■ Records shown:
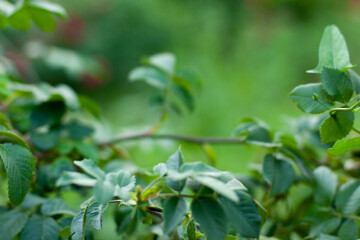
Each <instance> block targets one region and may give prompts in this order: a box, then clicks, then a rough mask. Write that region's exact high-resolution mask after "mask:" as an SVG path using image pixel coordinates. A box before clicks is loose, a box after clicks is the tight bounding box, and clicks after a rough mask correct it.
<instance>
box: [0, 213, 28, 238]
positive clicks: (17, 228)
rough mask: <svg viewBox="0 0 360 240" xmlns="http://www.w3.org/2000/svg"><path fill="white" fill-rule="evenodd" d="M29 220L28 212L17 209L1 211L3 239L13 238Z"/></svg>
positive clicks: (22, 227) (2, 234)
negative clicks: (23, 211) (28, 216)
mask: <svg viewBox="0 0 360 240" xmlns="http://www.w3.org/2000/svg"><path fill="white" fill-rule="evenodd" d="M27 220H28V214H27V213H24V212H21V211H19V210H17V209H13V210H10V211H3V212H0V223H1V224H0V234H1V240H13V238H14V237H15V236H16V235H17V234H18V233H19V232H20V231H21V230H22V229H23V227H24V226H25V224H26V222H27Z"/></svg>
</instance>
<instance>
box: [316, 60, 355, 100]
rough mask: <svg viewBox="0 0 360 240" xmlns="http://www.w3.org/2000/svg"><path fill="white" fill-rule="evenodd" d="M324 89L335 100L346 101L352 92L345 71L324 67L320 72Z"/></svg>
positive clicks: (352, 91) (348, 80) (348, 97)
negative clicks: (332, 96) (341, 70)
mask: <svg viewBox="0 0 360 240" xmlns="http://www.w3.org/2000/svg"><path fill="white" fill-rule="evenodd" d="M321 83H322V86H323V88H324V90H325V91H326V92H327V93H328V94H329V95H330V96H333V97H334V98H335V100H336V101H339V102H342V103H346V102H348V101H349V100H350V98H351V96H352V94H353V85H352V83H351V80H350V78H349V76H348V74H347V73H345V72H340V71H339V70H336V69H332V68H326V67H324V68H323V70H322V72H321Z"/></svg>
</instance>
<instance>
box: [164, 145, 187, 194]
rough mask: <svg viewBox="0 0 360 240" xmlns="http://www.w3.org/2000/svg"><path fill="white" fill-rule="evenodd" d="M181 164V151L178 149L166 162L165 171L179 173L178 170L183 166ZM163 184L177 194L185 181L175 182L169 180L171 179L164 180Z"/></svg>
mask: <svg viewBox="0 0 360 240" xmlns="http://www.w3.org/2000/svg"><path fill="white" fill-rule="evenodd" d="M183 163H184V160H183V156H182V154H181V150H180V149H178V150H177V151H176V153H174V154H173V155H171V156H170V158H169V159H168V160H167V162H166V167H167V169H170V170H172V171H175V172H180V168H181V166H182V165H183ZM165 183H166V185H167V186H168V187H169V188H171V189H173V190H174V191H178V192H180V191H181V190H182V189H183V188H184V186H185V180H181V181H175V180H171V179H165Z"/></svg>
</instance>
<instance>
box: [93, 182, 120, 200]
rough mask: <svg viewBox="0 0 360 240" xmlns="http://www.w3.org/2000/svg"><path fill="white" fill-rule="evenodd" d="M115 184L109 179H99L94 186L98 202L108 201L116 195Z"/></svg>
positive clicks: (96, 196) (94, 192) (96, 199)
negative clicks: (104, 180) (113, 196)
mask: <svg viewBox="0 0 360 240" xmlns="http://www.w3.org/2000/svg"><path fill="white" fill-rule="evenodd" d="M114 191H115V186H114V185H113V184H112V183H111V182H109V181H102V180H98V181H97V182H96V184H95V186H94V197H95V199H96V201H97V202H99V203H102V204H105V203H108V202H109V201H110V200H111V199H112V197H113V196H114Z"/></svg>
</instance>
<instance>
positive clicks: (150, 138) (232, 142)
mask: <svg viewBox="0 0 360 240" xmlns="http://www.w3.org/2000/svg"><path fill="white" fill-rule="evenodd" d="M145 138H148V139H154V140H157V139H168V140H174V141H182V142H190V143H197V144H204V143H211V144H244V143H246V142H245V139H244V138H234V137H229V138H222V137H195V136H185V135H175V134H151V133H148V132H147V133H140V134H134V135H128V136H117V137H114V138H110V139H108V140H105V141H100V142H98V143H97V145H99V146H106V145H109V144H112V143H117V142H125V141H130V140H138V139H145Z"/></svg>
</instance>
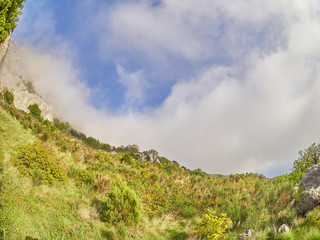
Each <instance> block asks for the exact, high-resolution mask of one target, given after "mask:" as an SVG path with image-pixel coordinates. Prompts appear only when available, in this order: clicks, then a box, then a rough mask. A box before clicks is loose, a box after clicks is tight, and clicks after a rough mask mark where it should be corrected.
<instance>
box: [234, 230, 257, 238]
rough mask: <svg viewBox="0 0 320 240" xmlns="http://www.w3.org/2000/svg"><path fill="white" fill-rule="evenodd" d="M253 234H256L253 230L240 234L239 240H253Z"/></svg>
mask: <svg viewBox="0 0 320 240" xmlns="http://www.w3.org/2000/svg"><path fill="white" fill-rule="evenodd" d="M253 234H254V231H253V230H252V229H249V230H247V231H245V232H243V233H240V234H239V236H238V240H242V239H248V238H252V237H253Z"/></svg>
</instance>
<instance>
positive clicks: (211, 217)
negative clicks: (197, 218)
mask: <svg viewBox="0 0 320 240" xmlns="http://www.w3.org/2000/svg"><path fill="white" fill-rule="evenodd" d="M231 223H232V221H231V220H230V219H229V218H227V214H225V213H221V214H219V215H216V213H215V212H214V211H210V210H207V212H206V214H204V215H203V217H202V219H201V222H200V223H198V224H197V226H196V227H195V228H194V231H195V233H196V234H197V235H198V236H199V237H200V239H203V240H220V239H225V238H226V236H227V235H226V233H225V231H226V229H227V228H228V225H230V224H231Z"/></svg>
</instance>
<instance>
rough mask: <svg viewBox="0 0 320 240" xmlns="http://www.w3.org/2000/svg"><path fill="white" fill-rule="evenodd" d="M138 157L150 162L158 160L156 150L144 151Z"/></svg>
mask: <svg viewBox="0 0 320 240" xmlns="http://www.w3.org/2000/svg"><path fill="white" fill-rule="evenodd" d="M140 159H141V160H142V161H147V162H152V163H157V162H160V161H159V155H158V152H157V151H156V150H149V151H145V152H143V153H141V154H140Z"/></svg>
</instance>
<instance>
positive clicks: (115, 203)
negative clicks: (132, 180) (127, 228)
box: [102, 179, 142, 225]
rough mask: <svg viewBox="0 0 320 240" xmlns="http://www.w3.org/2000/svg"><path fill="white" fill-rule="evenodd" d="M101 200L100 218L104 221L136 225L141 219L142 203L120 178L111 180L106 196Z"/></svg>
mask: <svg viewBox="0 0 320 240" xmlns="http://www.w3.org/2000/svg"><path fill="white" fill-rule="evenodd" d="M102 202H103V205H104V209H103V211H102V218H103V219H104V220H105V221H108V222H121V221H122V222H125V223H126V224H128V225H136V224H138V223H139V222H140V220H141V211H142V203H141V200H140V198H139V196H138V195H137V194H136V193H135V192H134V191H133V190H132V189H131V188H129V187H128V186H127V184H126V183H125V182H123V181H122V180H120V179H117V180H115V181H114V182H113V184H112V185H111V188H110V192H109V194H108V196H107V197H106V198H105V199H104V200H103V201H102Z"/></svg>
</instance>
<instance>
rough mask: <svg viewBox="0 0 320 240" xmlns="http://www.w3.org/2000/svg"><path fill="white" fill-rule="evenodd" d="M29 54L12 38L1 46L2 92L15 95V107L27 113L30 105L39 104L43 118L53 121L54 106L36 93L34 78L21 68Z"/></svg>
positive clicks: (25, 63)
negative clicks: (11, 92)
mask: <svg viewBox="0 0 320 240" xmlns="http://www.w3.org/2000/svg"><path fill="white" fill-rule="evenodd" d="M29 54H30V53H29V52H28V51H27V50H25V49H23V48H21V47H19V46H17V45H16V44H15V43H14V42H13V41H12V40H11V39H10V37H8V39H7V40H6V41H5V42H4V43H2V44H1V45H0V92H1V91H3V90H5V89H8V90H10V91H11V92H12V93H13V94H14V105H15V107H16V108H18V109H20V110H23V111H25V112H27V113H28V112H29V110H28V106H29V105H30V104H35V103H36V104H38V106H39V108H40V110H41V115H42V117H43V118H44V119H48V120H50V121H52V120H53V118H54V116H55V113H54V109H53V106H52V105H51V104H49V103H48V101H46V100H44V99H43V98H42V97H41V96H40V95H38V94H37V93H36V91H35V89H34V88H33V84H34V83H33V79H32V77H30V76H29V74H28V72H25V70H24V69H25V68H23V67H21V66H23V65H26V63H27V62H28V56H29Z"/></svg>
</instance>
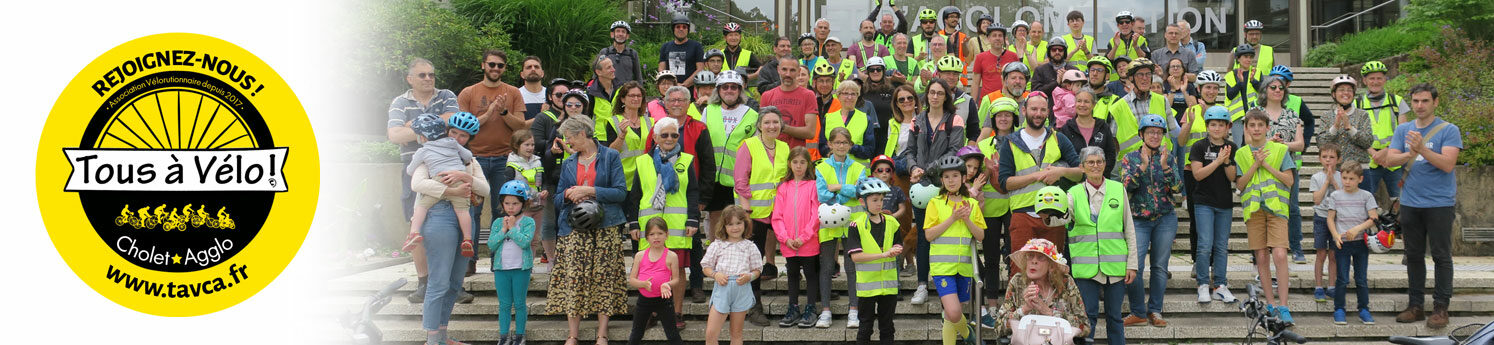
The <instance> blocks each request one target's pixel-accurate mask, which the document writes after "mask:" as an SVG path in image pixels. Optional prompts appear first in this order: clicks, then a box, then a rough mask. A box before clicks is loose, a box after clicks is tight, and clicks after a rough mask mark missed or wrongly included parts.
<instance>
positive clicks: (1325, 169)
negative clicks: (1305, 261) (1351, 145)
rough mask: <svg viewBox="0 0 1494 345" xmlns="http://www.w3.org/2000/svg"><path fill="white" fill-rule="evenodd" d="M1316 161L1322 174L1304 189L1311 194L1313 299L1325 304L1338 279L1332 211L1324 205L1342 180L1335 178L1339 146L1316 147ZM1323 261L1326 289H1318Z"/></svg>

---

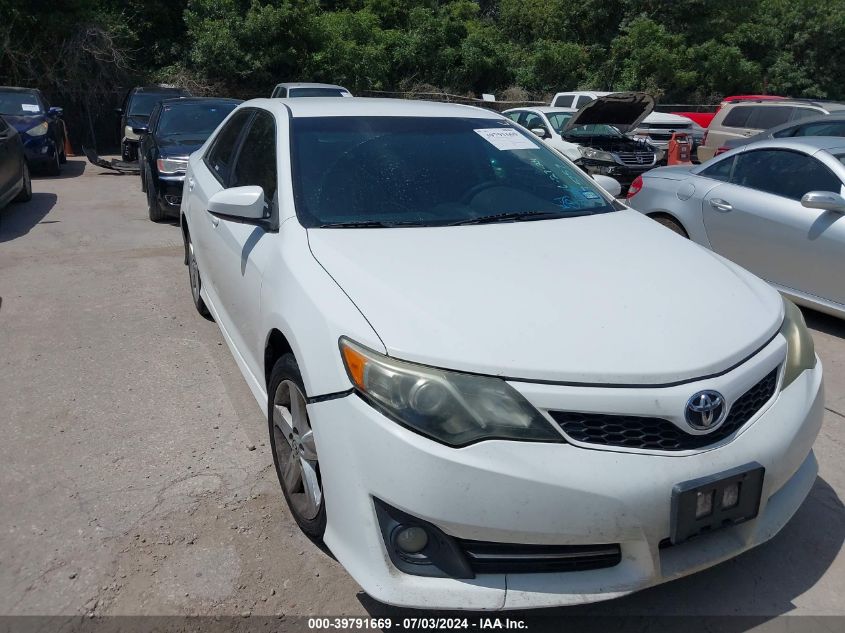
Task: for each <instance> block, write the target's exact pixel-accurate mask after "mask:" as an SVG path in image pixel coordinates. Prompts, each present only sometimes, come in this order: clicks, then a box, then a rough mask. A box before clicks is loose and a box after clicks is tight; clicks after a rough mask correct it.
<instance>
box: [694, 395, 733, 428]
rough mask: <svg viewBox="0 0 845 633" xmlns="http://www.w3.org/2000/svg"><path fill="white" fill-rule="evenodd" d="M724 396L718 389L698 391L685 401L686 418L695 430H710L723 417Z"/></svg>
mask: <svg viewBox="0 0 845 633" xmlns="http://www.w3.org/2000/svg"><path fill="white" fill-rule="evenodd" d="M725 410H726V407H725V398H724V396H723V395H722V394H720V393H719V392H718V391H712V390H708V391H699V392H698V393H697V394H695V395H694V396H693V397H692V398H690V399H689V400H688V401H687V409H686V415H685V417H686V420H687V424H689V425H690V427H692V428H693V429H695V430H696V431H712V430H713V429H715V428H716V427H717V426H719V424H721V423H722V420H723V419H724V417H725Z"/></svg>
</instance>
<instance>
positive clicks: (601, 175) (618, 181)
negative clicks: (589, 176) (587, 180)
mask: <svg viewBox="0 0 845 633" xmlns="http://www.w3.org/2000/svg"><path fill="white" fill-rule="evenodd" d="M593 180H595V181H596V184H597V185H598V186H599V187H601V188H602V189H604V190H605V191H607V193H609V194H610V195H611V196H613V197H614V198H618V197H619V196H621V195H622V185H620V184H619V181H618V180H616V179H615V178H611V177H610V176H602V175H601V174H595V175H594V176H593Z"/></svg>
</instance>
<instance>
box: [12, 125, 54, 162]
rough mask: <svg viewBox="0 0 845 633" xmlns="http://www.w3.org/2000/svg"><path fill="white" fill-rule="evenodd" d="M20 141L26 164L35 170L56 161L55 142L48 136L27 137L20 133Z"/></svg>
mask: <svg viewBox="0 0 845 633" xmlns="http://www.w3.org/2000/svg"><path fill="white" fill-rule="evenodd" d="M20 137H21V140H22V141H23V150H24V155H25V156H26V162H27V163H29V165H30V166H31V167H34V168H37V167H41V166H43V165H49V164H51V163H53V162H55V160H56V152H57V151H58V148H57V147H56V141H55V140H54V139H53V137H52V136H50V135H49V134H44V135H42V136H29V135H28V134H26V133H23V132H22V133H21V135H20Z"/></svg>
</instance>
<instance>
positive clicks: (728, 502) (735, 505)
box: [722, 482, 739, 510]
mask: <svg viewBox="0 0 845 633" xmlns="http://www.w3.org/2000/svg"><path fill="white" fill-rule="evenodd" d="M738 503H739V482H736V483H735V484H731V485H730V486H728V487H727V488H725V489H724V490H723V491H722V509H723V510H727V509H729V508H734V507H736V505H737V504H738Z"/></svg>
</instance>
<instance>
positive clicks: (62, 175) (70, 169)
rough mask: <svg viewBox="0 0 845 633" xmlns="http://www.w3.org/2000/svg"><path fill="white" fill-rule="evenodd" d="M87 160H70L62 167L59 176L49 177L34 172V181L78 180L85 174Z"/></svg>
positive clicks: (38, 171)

■ Work required: Copy out, exactly and alone, the lines of the entries above between the ones holding "Each <instance> block targets" and "positive clicks: (22, 227) (2, 234)", inclusive.

■ Exercise answer:
Each <instance> block targets one region and may give prompts in this order: a box, then clicks, then a rough mask. Write that region's exact high-resolution mask after "mask:" as an SVG path using image pixel coordinates. A box before clicks is loose, a box after clicks is the tight bounding box, and clicks after a rough mask correct it.
<instance>
box: [0, 213, 28, 238]
positive clicks: (17, 228)
rough mask: <svg viewBox="0 0 360 240" xmlns="http://www.w3.org/2000/svg"><path fill="white" fill-rule="evenodd" d="M29 220L28 212L17 209L1 211L3 239L13 238Z"/></svg>
positive clicks: (22, 227) (2, 234)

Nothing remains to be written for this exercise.